= Work item =
Every entry in the following listing must be restated word for word, though not its pictures.
Extracted material Start Marker
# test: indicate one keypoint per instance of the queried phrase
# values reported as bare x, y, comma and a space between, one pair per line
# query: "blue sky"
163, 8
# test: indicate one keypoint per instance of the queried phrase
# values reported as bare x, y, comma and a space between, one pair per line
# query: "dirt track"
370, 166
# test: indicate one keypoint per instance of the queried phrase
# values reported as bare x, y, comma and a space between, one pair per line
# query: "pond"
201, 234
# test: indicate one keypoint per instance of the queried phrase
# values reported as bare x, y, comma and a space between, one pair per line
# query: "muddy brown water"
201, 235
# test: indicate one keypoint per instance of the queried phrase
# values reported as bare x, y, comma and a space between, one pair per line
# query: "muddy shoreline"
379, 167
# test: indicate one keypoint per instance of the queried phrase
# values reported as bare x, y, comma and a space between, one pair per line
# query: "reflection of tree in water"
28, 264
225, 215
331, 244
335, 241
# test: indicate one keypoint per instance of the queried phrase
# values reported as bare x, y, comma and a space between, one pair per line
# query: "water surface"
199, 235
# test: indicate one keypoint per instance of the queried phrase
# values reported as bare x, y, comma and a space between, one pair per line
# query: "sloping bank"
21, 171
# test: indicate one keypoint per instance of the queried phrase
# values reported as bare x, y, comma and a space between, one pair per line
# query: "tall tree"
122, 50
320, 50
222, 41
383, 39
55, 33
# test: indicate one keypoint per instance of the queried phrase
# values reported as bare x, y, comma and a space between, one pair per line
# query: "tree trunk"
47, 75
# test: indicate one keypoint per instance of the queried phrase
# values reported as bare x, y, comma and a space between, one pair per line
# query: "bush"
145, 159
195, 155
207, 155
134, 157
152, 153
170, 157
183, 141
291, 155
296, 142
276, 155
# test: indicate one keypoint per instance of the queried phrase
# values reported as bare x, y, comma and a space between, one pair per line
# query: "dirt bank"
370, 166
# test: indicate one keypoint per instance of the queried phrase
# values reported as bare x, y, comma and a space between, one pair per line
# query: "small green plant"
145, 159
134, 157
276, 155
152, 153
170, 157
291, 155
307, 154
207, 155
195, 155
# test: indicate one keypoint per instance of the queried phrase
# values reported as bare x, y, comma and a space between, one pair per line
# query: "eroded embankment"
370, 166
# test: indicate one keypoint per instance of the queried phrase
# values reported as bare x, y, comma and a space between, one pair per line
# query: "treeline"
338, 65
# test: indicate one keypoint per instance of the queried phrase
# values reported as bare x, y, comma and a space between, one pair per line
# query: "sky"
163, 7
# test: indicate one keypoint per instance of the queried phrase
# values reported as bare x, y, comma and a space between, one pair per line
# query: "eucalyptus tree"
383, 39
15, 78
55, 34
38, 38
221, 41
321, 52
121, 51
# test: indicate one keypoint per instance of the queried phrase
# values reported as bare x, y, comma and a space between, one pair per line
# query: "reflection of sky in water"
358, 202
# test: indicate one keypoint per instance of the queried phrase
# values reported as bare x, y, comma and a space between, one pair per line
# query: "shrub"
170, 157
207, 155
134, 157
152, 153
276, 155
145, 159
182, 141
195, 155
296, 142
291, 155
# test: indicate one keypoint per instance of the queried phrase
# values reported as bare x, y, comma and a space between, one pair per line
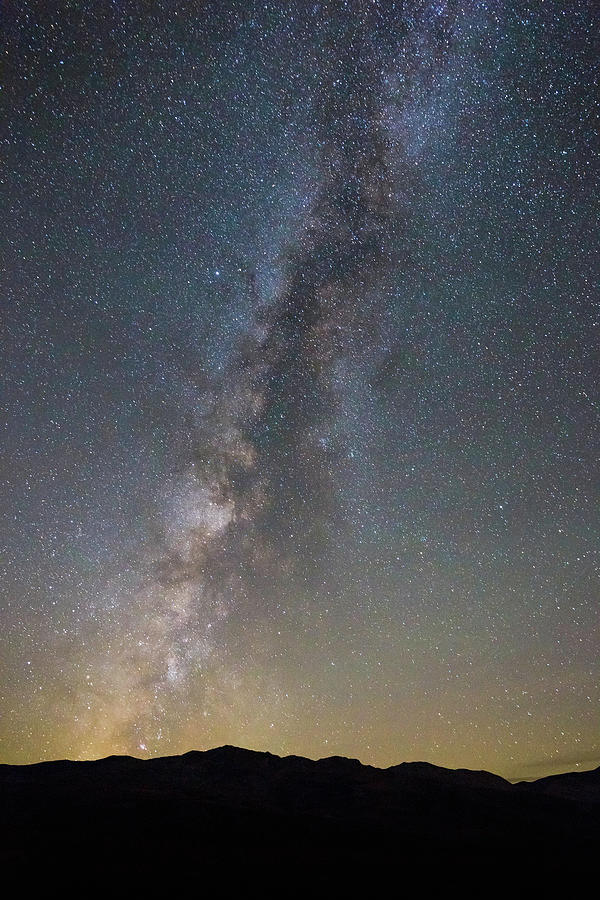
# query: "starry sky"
299, 400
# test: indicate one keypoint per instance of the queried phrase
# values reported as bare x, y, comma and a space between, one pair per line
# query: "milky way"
301, 413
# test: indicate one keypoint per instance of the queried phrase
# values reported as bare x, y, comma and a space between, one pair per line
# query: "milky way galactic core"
300, 398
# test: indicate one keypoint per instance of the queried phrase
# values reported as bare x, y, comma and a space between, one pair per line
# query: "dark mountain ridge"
232, 804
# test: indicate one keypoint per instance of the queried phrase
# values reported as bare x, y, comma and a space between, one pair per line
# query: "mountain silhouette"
230, 807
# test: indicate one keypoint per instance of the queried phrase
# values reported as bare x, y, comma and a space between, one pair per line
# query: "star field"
300, 409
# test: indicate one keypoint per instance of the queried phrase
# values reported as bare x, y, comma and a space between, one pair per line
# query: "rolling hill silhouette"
231, 807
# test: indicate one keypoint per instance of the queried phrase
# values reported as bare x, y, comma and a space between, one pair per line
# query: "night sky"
300, 409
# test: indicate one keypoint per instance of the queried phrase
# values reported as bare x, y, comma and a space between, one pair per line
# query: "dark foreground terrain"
227, 810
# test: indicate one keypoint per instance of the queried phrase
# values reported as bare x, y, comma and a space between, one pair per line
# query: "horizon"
545, 769
299, 381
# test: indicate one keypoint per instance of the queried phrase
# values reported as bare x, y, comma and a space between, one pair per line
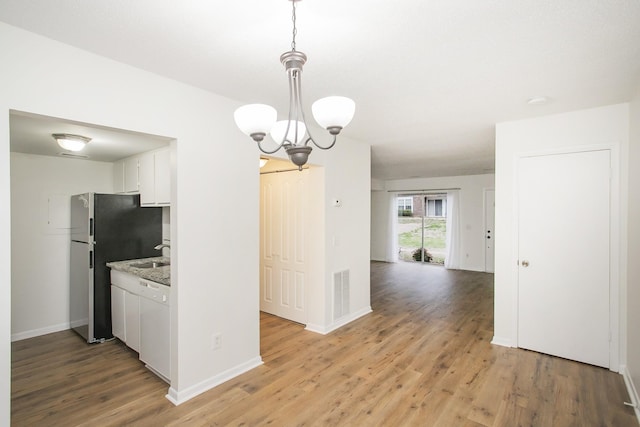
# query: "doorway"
564, 255
422, 227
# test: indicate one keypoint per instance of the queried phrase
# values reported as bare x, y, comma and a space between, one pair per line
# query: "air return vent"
340, 294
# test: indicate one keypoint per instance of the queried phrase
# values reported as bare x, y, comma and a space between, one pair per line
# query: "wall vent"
341, 294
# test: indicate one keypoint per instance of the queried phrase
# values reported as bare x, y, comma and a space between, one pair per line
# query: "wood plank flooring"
422, 358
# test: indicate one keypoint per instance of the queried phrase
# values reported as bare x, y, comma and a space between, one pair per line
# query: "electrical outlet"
216, 341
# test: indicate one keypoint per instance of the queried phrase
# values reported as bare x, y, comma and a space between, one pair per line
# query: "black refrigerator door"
122, 230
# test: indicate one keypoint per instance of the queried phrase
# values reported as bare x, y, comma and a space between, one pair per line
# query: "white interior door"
489, 233
283, 245
563, 279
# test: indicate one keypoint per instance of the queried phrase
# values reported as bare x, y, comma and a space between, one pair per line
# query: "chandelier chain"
295, 30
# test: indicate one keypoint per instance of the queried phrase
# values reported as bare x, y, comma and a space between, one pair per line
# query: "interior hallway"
422, 357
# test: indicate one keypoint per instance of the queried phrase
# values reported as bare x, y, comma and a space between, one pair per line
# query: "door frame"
616, 240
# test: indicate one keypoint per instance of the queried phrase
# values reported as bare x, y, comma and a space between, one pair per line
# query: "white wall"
604, 126
471, 214
633, 272
214, 290
346, 238
40, 185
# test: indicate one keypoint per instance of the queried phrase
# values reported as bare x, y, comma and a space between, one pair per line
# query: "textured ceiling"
430, 78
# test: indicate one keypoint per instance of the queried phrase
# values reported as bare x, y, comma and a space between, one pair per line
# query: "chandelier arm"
271, 152
304, 119
335, 138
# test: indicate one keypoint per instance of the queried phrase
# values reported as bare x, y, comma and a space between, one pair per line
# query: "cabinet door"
163, 177
154, 336
118, 177
147, 179
118, 312
132, 320
131, 175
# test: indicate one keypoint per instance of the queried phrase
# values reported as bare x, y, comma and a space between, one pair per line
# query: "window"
436, 208
405, 205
Extracted material End Marker
= Written response =
# test: indicate one keypoint per instance of the queried phrase
# values reported as bare x, y, comma and a space between, one pair per line
# query: "blue sky"
163, 8
# test: indicate one keypoint per instance of the queried phrase
# values reported as bare x, y, comma and a space between, one pair per line
# query: "dirt track"
370, 166
# test: indicate one keypoint per instance of the queried phrase
# values reported as bare x, y, comma and a space between, one pair per line
# query: "pond"
201, 234
# test: indicate one keypoint per instance of the queried phrase
# values reported as bare x, y, comma and a space between, one pair per line
# query: "muddy brown water"
201, 235
# test: indicate one keypoint per instance of the queried phrase
# values reported as bare x, y, comma and a space between, one pair per line
# query: "muddy shoreline"
379, 167
# test: indicate one keypoint per instance of the queried phrase
# values reported as bare x, y, comma and a space between, one pair per line
# query: "reflection of tree in water"
28, 264
225, 215
331, 244
335, 241
# test: indicate one keypoint per instance of the queried phrase
# values reported as bare x, y, comma and a space between, one pair per line
# query: "water surface"
199, 235
# test: indicate one keypoint per instance of the queried phrase
# values reported as bare x, y, comma and a space between, one pair per line
# query: "sloping bank"
21, 171
# test: indicate one keypoint per instance of the queried phrase
# values reported as bare x, y, comma and a space between, one pair per line
# query: "tall tree"
122, 50
320, 50
222, 41
383, 39
55, 33
# test: indicate one keypoint per instance of the queried phrase
# values reported as bare x, y, comma and a space between, one pair per line
# query: "tree trunk"
47, 75
# test: indicate one keypoint per instance of the queried phrase
# values reported as bare x, y, comma and a space between, one pair per line
# query: "bush"
145, 159
195, 155
207, 155
134, 157
152, 153
170, 157
183, 141
291, 155
296, 142
276, 155
# test: indicate one keypoint per instance of the queried phrase
# values reported as bare x, y, comma and a space between, one pair per line
# query: "dirt bank"
370, 166
# test: indicate one keypoint per instance of the queried phrase
# values reported as bare x, y, comma and a space between, one pair per line
# query: "small green plant"
145, 159
134, 157
276, 155
152, 153
170, 157
291, 155
307, 154
207, 155
195, 155
# test: indicate one keypoint per instance of the queried phrase
# values reported as bare x, y, comma and a space between, one pair per line
# query: "eroded embankment"
370, 166
# test: indicate one keypoint per instance of the queried phrase
# values reported as bare x, y, comma and a space between, one pair per line
# query: "treeline"
338, 65
# test: indicate one keypoint per instance of the queried phrase
# values reported as bare x, y, comma and a space between, one pair per line
# query: "sky"
163, 7
# test: indicate one keypoint per instance of the queried phrase
# values reported as bare x, y, comma and a space between, one pair per line
# query: "eucalyptus tree"
383, 39
15, 78
55, 34
38, 38
221, 41
321, 52
121, 51
# test: indicate one keypoint per instance of the queried phrase
# values reported as bare x, y, comma and a space between, one pair per line
# query: "reflection of sky in water"
358, 202
# test: indicate one keypoint per instance of the queried phrase
# values reported as bare x, y, comma and a space between, one pair per line
# query: "shrub"
170, 157
207, 155
134, 157
152, 153
276, 155
145, 159
182, 141
195, 155
296, 142
291, 155
# test: indicate one keypoint per instance of the queried phrase
# values reported as bare x, y, comma and a space between, one pair per line
# query: "starry sky"
299, 400
# test: indicate one keypoint per instance of the queried phrase
# values reported as bare x, y, comma and a space between, one pair per line
# query: "milky way"
301, 413
# test: indicate one keypoint per instance of the queried phrase
# values reported as bare x, y, comma and a space between, one pair per line
# query: "milky way galactic core"
300, 398
# test: indicate one keypoint per instance of the queried phrase
# values reported as bare x, y, comma and a space between, one pair per line
# query: "dark mountain ridge"
232, 804
# test: indicate one keypoint per instance of the queried phrase
# values reported as bare x, y, comma and a space between, one pair per line
# query: "mountain silhouette"
230, 807
# test: indicate one keypoint per instance of the queried phrase
# values reported as bare x, y, comma and a space between, one pair per line
# query: "star field"
300, 409
# test: indicate one keypoint per instance of the queried phrase
# values reported as bare x, y, comma and a space between, one pair per line
# query: "rolling hill silhouette"
231, 807
# test: indicate one keypoint per instance of the queried phrase
# values reported as bare x, y, comma and a space between, one pair per line
# query: "night sky"
300, 409
# test: indicate one keypoint per instance of the queried phrase
# values reported as bare x, y, comma and a space between, one pair per line
# query: "dark foreground terrain"
227, 810
# test: indicate one keypoint per instance of the queried phrase
# values reported as bare x, y, comma and a space between, one pair per line
# query: "horizon"
545, 769
299, 381
# test: indicate one keypoint per instance of the queried phrase
# values reported as bare x, y, comma and a space between, one pair per line
# query: "doorway"
564, 255
422, 227
# test: indicate one keypoint per instance of the queried phrase
# values reported as bare x, y, comma and a space between, one pair per line
# query: "air return vent"
340, 294
# test: indicate one keypoint per instance of the queried phrase
# values reported as bare x, y, comma and a space between, one pair per line
# query: "wall vent"
341, 294
# test: indicate one keypoint per instance of the queried phrase
# values reported as bare x, y, comma and a space between, one pair per line
# query: "wood plank flooring"
422, 358
# test: indicate one keypoint per instance of the queried phrase
# values reported as bare x, y, comma and a space between, one pair per line
# query: "electrical outlet"
216, 341
# test: indicate one keypoint per instance of the queried phrase
# values reported as bare x, y, comma and a space between, one pair per line
# query: "black refrigerator door"
122, 230
# test: indicate one keypoint per instance of the queried phrase
# values reported as bare x, y, comma and a space between, one pair per line
# query: "white interior door"
489, 233
283, 245
563, 279
# test: indicate one keypoint per instance of the queried phrase
# values reported as bare x, y, comma and a space between, one pair per line
# query: "chandelier chain"
295, 30
# test: indicate one keypoint per instance of the queried phrase
# values reported as bare x, y, comma and a space between, one pair per line
# query: "interior hallway"
422, 357
# test: indicate one keypoint per instance of the queried phrase
# values reported as bare x, y, comma and a space between, one pair per line
# query: "door frame"
616, 240
# test: indicate one keypoint per instance of the queried phrase
# values reported as bare x, y, comma and a space between, one pair per line
# query: "white wall"
604, 126
471, 214
633, 272
214, 290
346, 238
40, 185
# test: indicate one keypoint per instance of the queried phrase
# values reported as bare x, y, comma and a space between, one pair per line
# query: "textured ceiling"
430, 78
# test: indicate one keypoint per instance of the queried phrase
# values reported as bare x, y, comma and a space between, one pair per line
# query: "chandelier arm"
271, 152
304, 119
335, 138
# test: indicate one keypoint per instance of the queried phrase
# values reported as bare x, y, comma and a space between, one pair per line
# query: "cabinet door"
163, 177
154, 336
118, 177
147, 179
118, 312
132, 320
131, 175
# test: indicate one keypoint per instance of the queried phrase
# values reported as bare x, y, comma and a space between, one pair per line
# query: "window"
436, 208
405, 205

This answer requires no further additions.